◆ READING PASSAGE ◆
==============================

If much is out, rather than in, is there a different pool from where you
will draw contributors and eventually committers/pmc?

Sounds somewhat like a question of whether to grow the tent of
contributors, committers, pmc of what is deemed to be "Airflow" (capital
"A" and in)?  Or err towards things manageable for the existing committers,
pmc?  With more things deemed not-in, would adding new blood to the project
be more difficult?



On Sat, Aug 6, 2022, 9:02 AM Jarek Potiuk <ja...@potiuk.com> wrote:

> What do you think, Pablo about the "being out" vs. "being in" the
> official repo?
>
> On Thu, Jul 28, 2022 at 3:51 PM Jarek Potiuk <ja...@potiuk.com> wrote:
>
>> Anyone :) ?
>>
>> On Mon, Jul 18, 2022 at 10:38 AM Jarek Potiuk <ja...@potiuk.com> wrote:
>>
>>> I would love to hear what others think about the "in/out" approach -
>>> mine is just the line of thoughts I've been exploring during the last few
>>> months where I prepared my own line of thought about providers,
>>> maintenance, incentive of entities maintaining open-source projects, and
>>> especially - expectations of the users that it creates. But those are just
>>> my thoughts and I'd love to hear what others think about it.
>>>
>>> On Mon, Jul 18, 2022 at 10:33 AM Jarek Potiuk <ja...@potiuk.com> wrote:
>>>
>>>> I had some thoughts about it - this also connected with recent
>>>> discussions about mixed governance for providers, and I think it's worth
>>>> using this discussion to set some rules and "boundaries" on when and
>>>> how and especially why we want to accept some contributions, while for some
>>>> other contributions it's better to be outside.
>>>>
>>>> We are about to start more seriously thinking (and discussing) on how
>>>> to split Airflow providers off airflow. And I think we can split off more
>>>> than providers - this might be a good candidate to be a standalone, but
>>>> still community maintained package. If we are going to solve the problem of
>>>> splitting airflow to N packages, one more package does not matter.
>>>> And it would nicely solve "version independence". We could even make it
>>>> airflow 2.0+ compliant if we want.
>>>>
>>>> So I think while the question of "is it tied with a specific airflow
>>>> version or not" does not really prevent us from making it part of community
>>>> - those two are not related (if we are going to have more repositories
>>>> anyway)
>>>>
>>>> The important part is really how "self-servicing" we can make it and
>>>> how we make sure it stays relevant with future versions of Airflow and who
>>>> does it I think - namely who has the incentive and "responsibility" to
>>>> maintain it. I am sure we will add more features to Airflow DAGs and
>>>> simplify the way DAGs are written over time, and the test harness will have
>>>> to adapt to it.
>>>>
>>>> There are pros and cons of having such a standalone package "in the
>>>> community/ASF project" and "out of it". We have a good example (from
>>>> similar kinds of tools/utils) in the past that we can learn from(and maybe
>>>> Bas can share more insights).

==============================

◆ WHAT TO PRODUCE ◆
Extend the Airflow mailing-list thread on keeping packages in or out of the official project, starting after "(and maybe Bas can share more insights)."

◆ DATA SECTION ◆
==============================

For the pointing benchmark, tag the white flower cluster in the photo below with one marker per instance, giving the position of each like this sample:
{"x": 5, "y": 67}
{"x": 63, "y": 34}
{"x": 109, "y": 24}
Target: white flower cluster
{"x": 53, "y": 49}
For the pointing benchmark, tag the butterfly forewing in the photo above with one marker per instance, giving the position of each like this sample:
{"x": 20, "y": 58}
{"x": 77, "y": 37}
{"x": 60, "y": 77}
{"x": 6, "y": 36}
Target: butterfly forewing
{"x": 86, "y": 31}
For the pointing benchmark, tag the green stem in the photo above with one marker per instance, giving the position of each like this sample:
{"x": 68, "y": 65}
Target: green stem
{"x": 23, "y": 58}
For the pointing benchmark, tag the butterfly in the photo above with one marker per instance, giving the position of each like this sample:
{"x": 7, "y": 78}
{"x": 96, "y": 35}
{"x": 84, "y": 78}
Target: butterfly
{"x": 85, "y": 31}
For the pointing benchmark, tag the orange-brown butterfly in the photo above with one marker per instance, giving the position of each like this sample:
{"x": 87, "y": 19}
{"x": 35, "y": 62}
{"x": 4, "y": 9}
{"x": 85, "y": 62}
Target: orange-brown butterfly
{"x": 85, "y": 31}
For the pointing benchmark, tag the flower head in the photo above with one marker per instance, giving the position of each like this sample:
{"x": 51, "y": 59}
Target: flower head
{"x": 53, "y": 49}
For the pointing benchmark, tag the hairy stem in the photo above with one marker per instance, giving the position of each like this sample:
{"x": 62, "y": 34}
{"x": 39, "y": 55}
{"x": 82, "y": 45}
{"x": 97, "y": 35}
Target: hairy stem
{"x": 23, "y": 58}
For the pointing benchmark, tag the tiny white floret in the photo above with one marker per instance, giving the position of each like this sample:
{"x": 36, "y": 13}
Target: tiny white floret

==============================

◆ THE OUTPUT ◆
>>>>
>>>> https://github.com/BasPH/pylint-airflow - pylint plugin for
>>>> Airflow DAGs
>>>>
>>>> Initially that was "sponsored" by GoDataDriven where Bas worked and I
>>>> think this is where it was born. And that made sense as it was likely also
>>>> useful for the customers of GoDataDriven (here I am guessing). But
>>>> apparently both GoDataDriven's incentives winded down and it turned out
>>>> that usefulness of it was not as big (also I think we all in Python
>>>> community learned that Pylint is more of a distraction than real help - we
>>>> dumped Pylint eventually and the plugin was not maintained beyond some
>>>> versions of 1.10. And the tool is all but defunct now. Which is perfectly
>>>> understandable.
>>>>
>>>> In this case there is (I think) no risk of a "pylint" like problem, but
>>>> the question of maintenance and adaptation to future versions of Airflow
>>>> remains.
>>>>
>>>> I think there is one big differences of something that is "in ASF
>>>> repos" and "out":
>>>>
>>>> * if we make it a standalone package in "asf airflow community" - we
>>>> will have some obligation and expectations from our users to maintain it.
>>>> We can add some test harness (regardless if it will be in airflow
>>>> repository or in a separate one) to make sure that new airflow "core"
>>>> changes will not break it (and we can fail our PRs if they do - basically
>>>> making "core" maintainers take care about this problem rather than delegate
>>>> it to someone else to react on core changes (this is what has to  happen
>>>> with providers I believe even if we split them to separate repo).  I think
>>>> anything that we as the ASF community release should have such harnesses -
>>>> making sure that whatever we release and make available to our users work
>>>> together.
>>>>
>>>> * if it is outside of the "ASF community", someone will have to react
>>>> to "core airflow" changes. We will not do it in the community, we will not
>>>> pay attention, such an "external tool" might break at any time because we
>>>> introduced a change in part of a core that the external tool implicitly
>>>> relied on.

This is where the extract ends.